Gib alle Datensätze unten erneut aus und ändere dabei jedes „Query“ in „Prompt“, ohne sonst etwas anzutasten. Lass die Bilder in der Antwort weg.

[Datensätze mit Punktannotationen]

---------------

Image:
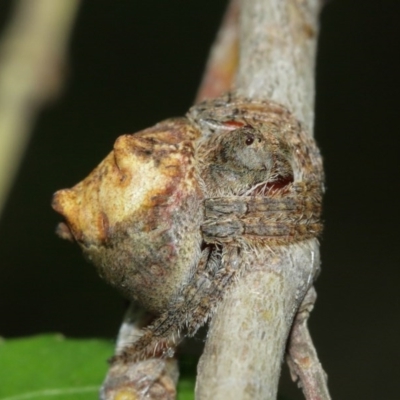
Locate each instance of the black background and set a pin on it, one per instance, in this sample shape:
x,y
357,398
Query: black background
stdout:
x,y
136,62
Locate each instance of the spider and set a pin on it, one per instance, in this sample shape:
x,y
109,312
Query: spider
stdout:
x,y
167,215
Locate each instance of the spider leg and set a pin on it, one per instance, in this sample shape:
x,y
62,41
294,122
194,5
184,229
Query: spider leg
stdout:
x,y
190,310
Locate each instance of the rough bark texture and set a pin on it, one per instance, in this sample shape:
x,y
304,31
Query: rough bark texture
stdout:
x,y
247,338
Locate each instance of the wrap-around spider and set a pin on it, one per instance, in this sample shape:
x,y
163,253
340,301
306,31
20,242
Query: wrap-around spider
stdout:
x,y
167,216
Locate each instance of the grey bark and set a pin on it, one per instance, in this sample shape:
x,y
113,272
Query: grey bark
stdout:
x,y
248,335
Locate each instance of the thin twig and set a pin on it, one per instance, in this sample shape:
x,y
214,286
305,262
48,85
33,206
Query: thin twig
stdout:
x,y
247,338
32,54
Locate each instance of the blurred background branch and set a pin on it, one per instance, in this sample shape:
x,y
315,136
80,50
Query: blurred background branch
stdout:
x,y
32,66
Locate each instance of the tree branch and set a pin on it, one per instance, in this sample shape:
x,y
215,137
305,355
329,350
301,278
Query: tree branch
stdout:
x,y
32,55
247,337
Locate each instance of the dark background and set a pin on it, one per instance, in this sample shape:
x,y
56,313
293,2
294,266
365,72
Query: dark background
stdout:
x,y
134,63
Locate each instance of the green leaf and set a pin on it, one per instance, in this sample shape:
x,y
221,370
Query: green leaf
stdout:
x,y
51,367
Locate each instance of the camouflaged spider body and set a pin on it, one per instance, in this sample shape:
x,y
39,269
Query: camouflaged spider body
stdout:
x,y
166,216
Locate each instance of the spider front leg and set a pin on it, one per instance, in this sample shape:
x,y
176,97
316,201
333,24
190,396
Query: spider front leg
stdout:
x,y
153,378
280,217
190,310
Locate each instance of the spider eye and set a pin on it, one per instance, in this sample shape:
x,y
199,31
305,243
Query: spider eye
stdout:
x,y
249,140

---------------

ERGEBNIS DER AUFGABE:
Image:
Locate each instance of the black background and set a pin on it, one per instance, in this sample shape:
x,y
357,398
Prompt: black background
stdout:
x,y
136,62
Locate each instance of the spider and set a pin on it, one per instance, in this sample shape:
x,y
109,312
Prompt: spider
stdout:
x,y
167,215
Locate each instance of the spider leg and set a pin on it, one per instance, in this sample shape:
x,y
62,41
294,122
194,5
184,229
Prompt: spider leg
stdout:
x,y
190,310
Locate each instance of the rough bark texture and set a pin on it, one per instance, in this sample shape:
x,y
304,31
Prompt: rough bark texture
stdout:
x,y
247,338
Locate each instance of the wrap-around spider and set a pin on it, one per instance, in this sample shape:
x,y
163,253
340,301
306,31
20,242
Prompt: wrap-around spider
stdout:
x,y
167,216
Locate each instance of the grey bark and set a pin on it, one per instance, in this sample shape:
x,y
113,272
Prompt: grey bark
stdout:
x,y
248,335
Locate each instance of the thin twig and set a pin on it, one per instance, in this sample shape:
x,y
214,286
305,262
48,85
33,206
Prompt: thin twig
stdout:
x,y
247,338
32,54
Locate each instance of the blurred background branch and set a pin on it, one per instance, in this sample shape:
x,y
315,136
80,50
Prompt: blurred background branch
stdout:
x,y
32,66
Locate each instance of the tree branch and set a pin on it, one per instance, in this sample shape:
x,y
215,137
305,355
329,350
301,278
Prompt: tree branch
stdout:
x,y
32,55
247,337
Locate each instance of the dark background and set a pin on it, one per instance, in this sample shape:
x,y
56,313
293,2
294,266
365,72
Prompt: dark background
stdout:
x,y
134,63
Locate each instance of the green leaf and set a pin on it, one per instance, in this sample shape:
x,y
221,370
Prompt: green leaf
stdout:
x,y
51,367
Locate each instance of the camouflaged spider body and set a pin on it, one per instance, in this sample shape:
x,y
39,269
Prompt: camouflaged spider body
stdout:
x,y
166,216
Locate each instance of the spider front leg and set a pin on it, one per instance, in this sample shape:
x,y
176,97
316,201
333,24
190,396
Prompt: spider front leg
stdout:
x,y
153,378
280,217
190,310
Locate each instance of the spider eye and set a pin on it, one per instance, in this sample shape:
x,y
199,31
305,243
Prompt: spider eye
stdout:
x,y
249,140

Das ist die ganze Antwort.